Dataset records:
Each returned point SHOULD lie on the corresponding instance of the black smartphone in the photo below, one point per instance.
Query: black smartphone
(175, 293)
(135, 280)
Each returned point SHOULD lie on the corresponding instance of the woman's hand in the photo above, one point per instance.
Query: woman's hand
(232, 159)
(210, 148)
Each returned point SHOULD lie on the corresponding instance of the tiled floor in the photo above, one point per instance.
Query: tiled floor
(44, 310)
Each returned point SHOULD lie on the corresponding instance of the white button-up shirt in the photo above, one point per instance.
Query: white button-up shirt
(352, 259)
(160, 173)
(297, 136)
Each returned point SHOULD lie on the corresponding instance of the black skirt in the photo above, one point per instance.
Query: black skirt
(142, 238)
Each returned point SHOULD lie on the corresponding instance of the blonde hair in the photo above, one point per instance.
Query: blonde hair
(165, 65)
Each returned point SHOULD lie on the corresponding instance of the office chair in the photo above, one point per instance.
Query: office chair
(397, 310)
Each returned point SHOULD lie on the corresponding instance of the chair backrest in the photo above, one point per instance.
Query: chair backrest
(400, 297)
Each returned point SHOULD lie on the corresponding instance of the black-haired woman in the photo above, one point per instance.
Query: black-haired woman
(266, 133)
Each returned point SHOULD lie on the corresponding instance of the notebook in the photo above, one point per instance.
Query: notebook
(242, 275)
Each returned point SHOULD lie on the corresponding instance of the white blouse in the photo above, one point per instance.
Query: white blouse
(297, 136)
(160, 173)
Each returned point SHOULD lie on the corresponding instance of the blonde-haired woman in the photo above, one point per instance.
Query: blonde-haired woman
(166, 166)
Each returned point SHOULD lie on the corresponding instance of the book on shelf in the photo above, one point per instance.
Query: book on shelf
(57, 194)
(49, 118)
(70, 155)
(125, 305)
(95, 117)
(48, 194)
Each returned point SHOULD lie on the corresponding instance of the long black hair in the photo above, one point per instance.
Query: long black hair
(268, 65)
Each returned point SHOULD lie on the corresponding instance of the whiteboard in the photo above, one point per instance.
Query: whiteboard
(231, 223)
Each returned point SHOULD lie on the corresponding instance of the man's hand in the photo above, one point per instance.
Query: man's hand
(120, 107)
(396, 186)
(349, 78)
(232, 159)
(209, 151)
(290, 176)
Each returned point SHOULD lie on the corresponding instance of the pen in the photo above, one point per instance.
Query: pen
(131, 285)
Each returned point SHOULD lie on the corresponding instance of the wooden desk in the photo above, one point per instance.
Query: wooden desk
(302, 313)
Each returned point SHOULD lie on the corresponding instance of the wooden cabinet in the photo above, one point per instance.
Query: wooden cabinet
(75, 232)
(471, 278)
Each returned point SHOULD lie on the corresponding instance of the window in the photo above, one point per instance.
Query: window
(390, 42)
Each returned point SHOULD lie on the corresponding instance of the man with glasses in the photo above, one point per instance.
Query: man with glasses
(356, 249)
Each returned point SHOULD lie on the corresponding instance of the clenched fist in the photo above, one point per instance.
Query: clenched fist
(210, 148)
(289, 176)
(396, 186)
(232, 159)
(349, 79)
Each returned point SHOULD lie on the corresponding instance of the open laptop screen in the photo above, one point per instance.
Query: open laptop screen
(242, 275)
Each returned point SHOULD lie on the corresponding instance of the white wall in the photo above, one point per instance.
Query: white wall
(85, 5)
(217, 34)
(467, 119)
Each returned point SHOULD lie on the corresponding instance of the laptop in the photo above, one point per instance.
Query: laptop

What to produce:
Repeat the records from the line with "the man with" up to and including the final line of the records, switching "SHOULD" to "MUST" wherever it occurs and keeping everything else unchanged.

Answer in full:
Each returned point MUST lie on the corresponding instance of the man with glasses in the photo above, one point per instance.
Query: man with glasses
(356, 249)
Each returned point MUST lie on the corresponding instance of the clenched fist in the photo above, one point per instance.
Query: clenched fist
(210, 148)
(289, 176)
(396, 186)
(232, 159)
(349, 79)
Each returned point MUST lie on the corresponding instance of the open laptop screen in the photo above, one point per instance.
Query: open laptop screen
(242, 275)
Each returned point MUST lie on the corresponding instance of the white wall in the photo above, one point per instance.
Query: white wall
(85, 5)
(217, 34)
(467, 119)
Each returned point MUST lie on the corresponding instance of the laptop in the photo above, one point per instance.
Query: laptop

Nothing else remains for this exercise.